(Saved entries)
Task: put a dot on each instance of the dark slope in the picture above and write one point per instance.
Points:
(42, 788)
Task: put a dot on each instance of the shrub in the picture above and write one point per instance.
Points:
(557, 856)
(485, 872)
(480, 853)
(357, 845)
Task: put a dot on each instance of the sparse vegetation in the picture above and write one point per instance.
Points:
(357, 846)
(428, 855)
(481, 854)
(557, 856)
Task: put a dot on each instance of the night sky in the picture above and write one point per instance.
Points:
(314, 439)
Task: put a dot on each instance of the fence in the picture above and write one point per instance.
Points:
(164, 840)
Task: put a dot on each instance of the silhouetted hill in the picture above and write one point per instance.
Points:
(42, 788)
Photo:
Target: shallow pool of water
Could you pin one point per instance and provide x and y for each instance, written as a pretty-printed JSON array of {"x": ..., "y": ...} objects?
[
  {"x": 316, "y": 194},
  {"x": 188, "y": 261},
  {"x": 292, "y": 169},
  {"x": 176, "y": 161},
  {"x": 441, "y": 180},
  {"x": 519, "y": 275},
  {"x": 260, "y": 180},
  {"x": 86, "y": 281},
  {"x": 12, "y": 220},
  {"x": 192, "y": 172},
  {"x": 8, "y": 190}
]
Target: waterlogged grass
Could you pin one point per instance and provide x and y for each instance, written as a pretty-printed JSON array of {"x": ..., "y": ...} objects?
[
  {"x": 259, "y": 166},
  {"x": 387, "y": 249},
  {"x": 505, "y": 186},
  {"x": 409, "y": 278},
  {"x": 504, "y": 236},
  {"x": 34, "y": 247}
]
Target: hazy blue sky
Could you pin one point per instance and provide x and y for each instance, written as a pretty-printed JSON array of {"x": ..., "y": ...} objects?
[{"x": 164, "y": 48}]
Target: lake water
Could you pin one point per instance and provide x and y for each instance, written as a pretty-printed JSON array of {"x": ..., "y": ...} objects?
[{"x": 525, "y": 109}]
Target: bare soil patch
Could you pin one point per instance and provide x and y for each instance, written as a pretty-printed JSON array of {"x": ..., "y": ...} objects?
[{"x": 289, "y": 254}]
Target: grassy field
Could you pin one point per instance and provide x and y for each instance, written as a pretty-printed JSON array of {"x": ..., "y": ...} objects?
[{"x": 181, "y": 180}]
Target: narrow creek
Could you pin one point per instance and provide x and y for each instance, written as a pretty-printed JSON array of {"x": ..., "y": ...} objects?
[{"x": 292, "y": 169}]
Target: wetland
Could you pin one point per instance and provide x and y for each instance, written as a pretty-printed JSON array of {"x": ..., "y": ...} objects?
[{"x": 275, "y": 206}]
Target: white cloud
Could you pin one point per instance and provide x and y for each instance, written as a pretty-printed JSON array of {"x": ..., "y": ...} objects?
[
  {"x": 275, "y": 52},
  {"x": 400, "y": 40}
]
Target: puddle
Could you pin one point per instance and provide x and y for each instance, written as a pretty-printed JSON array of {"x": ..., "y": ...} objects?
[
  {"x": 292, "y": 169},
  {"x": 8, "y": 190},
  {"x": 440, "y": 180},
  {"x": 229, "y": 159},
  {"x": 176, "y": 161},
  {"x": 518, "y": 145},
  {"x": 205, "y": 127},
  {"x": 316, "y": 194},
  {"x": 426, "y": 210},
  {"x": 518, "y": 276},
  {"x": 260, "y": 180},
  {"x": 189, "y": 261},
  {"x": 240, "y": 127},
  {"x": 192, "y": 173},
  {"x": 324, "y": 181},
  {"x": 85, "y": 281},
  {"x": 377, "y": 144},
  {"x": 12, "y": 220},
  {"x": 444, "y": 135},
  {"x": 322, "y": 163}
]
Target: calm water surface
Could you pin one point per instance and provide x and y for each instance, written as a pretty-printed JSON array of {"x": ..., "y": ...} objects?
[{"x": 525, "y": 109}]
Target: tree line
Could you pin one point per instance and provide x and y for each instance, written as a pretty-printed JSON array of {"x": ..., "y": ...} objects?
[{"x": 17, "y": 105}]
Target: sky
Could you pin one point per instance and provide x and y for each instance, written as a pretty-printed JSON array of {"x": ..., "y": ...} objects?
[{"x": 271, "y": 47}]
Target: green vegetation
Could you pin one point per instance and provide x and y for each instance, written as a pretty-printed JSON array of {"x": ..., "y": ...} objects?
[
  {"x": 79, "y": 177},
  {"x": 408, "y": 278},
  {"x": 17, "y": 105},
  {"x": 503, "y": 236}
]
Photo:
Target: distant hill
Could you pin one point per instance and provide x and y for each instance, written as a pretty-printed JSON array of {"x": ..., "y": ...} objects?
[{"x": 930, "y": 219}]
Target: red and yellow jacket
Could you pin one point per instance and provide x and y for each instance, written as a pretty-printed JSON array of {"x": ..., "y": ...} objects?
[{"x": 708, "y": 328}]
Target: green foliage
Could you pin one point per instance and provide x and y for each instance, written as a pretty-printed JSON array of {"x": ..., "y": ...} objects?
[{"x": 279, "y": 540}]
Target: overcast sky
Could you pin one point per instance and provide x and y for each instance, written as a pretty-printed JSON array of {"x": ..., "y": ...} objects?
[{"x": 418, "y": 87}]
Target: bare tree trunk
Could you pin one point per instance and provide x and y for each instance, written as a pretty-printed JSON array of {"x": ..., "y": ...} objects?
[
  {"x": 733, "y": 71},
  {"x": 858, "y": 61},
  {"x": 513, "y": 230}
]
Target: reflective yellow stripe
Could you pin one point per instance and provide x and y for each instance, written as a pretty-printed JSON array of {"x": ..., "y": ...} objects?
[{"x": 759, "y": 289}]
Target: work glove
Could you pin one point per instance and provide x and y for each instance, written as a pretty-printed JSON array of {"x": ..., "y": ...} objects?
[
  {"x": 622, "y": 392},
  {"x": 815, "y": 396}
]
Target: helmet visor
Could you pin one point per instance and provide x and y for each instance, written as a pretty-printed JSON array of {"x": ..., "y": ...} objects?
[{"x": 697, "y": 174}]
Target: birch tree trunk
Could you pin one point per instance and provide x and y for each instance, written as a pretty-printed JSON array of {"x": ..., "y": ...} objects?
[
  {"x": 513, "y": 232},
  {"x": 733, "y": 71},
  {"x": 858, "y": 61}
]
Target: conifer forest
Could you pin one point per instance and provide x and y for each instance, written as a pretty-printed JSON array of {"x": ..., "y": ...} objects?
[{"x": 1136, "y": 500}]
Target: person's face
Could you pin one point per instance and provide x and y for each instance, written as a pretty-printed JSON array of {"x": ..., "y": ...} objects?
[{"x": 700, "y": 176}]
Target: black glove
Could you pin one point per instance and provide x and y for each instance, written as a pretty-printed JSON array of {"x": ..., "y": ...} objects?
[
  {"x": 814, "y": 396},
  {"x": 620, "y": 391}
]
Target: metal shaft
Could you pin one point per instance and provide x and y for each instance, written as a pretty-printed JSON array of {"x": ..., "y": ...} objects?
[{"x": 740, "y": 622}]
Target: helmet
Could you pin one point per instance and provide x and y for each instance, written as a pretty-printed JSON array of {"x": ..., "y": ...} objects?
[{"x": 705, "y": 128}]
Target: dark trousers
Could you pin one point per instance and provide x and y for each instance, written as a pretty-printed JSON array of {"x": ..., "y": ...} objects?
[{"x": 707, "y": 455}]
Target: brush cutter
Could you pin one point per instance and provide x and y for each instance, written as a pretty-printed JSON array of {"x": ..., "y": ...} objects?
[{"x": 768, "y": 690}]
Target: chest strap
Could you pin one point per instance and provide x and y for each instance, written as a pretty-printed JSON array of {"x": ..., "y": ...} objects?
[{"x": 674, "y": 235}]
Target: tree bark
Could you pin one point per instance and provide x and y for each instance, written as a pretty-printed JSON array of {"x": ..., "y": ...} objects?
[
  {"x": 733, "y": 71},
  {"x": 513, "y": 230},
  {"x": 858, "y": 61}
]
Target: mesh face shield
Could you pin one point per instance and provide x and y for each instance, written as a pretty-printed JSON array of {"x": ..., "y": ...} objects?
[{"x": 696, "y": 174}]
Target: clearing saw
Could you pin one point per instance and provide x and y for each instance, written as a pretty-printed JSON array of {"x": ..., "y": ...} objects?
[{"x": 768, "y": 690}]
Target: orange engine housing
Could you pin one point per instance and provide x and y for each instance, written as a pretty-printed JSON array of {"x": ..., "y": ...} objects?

Problem statement: With the line holding "Target: green vegetation" as the first and the line holding "Target: green foliage" as the last, set down that range of the entries above exactly, and nothing else.

Solution below:
Target: green vegetation
Could you pin one point per instance and provide x and y for each instance, written as a pretty-printed JSON array of {"x": ..., "y": ...} objects?
[
  {"x": 79, "y": 177},
  {"x": 408, "y": 278},
  {"x": 17, "y": 105},
  {"x": 503, "y": 236}
]
Photo:
Target: distant hill
Could you pin one point per instance and provide x and y for each instance, written as a pretty-printed JSON array of {"x": ..., "y": ...} objects?
[{"x": 930, "y": 219}]
Target: red and yellow jacket
Could you pin one point per instance and provide x and y for each instance, written as a pretty-printed JSON array of {"x": ..., "y": ...} objects?
[{"x": 708, "y": 328}]
Target: green foliage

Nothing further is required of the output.